● **Instruction**: Transcribe all of the material exactly. Any picture in it should be left out.

● **Pointing records**:
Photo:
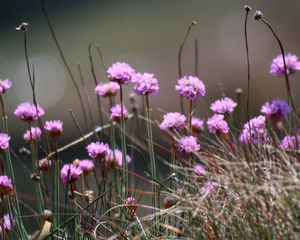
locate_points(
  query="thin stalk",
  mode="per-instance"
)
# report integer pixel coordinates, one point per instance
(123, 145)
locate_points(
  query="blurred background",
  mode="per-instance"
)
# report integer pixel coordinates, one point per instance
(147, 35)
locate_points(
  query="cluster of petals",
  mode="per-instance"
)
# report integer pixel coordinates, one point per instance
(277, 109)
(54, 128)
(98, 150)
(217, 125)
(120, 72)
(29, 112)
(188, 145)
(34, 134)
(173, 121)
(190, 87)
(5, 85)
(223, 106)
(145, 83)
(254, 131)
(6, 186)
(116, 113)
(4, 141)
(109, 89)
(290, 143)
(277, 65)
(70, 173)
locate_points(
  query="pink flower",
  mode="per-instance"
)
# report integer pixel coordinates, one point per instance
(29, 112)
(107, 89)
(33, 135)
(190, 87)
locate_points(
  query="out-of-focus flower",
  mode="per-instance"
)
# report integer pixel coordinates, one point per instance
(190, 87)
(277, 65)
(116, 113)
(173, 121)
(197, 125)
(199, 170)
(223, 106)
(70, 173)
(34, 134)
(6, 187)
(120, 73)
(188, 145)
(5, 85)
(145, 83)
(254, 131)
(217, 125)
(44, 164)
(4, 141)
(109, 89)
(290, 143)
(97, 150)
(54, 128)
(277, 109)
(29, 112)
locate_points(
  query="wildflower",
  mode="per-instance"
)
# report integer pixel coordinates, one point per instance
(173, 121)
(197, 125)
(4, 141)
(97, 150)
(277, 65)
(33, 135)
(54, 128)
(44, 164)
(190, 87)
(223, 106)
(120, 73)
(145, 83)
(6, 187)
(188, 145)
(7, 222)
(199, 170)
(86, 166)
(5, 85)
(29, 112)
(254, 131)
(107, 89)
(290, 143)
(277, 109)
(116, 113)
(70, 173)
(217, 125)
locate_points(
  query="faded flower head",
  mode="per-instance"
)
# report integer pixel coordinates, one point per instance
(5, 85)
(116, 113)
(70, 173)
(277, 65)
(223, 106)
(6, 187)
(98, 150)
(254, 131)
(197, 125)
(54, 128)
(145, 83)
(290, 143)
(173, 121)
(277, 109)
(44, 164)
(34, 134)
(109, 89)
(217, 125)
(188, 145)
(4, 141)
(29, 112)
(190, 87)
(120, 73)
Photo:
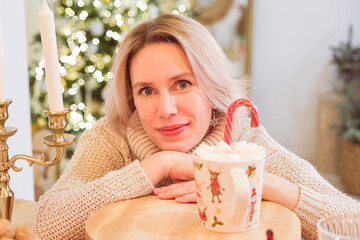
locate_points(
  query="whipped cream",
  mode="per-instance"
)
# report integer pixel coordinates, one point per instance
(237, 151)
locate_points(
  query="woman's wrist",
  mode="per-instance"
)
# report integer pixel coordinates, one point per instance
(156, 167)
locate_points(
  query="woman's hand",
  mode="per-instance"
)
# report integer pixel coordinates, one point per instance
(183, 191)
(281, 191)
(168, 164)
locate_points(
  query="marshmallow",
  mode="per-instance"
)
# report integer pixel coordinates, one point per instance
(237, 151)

● **Answer to this problem**:
Photo:
locate_points(
  query="thin stalk",
  mode="per-instance"
)
# report integer pixel coordinates, one point per instance
(123, 145)
locate_points(
  query="blurred background",
  mode="per-instance"
)
# report integer pixel coordinates, one point per instance
(147, 35)
locate_points(
  query="cluster of petals",
  mode="per-instance"
)
# report integer pixel coordinates, one point per instance
(277, 109)
(54, 128)
(98, 150)
(217, 125)
(120, 72)
(29, 112)
(188, 145)
(34, 134)
(173, 121)
(190, 87)
(5, 85)
(223, 106)
(145, 83)
(254, 131)
(6, 186)
(116, 113)
(4, 141)
(109, 89)
(290, 143)
(277, 65)
(70, 173)
locate_points(
  query="pink flower",
  mode="per-instance"
)
# report integer pixel coordinates, one point per instance
(29, 112)
(107, 89)
(33, 135)
(190, 87)
locate_points(
  query="out-of-focus flower",
  mode="per-instance"
)
# report integer pixel coordinates, one point per instance
(190, 87)
(277, 65)
(116, 113)
(173, 121)
(197, 125)
(199, 170)
(223, 106)
(70, 173)
(34, 134)
(6, 187)
(120, 73)
(188, 145)
(5, 85)
(145, 83)
(254, 131)
(217, 125)
(44, 164)
(4, 141)
(109, 89)
(290, 143)
(97, 150)
(54, 128)
(277, 109)
(29, 112)
locate_points(
  query="wildflower",
  mode="per-instance"
)
# report integer pixel coordinates, one point per instance
(173, 121)
(197, 125)
(4, 141)
(97, 150)
(277, 65)
(33, 135)
(54, 128)
(44, 164)
(190, 87)
(223, 106)
(120, 73)
(145, 83)
(6, 187)
(188, 145)
(7, 222)
(199, 170)
(86, 166)
(5, 85)
(29, 112)
(254, 131)
(107, 89)
(290, 143)
(277, 109)
(116, 113)
(70, 173)
(217, 125)
locate_points(
  query="faded flower head",
  mode="per-instance"
)
# report integer pixel coordinates, one point per instance
(5, 85)
(116, 113)
(70, 173)
(277, 65)
(223, 106)
(6, 187)
(98, 150)
(254, 131)
(197, 125)
(54, 128)
(145, 83)
(290, 143)
(173, 121)
(277, 109)
(44, 164)
(34, 134)
(109, 89)
(217, 125)
(188, 145)
(4, 141)
(29, 112)
(190, 87)
(120, 73)
Photo:
locate_points(
  query="whipped cream",
  mode="per-instance"
)
# report integer pixel coordinates, one point per instance
(237, 151)
locate_points(
  query="woman's wrist",
  mode="per-instance"
)
# report integer pixel coordinates, one point per instance
(156, 167)
locate_points(
  query="woman's hand",
  mode="per-instance"
)
# report integer pixel coordinates, one point per instance
(183, 191)
(281, 191)
(168, 164)
locate_points(
  query="marshmallow",
  mode="per-instance"
)
# report integer pixel coordinates, one point per instance
(237, 151)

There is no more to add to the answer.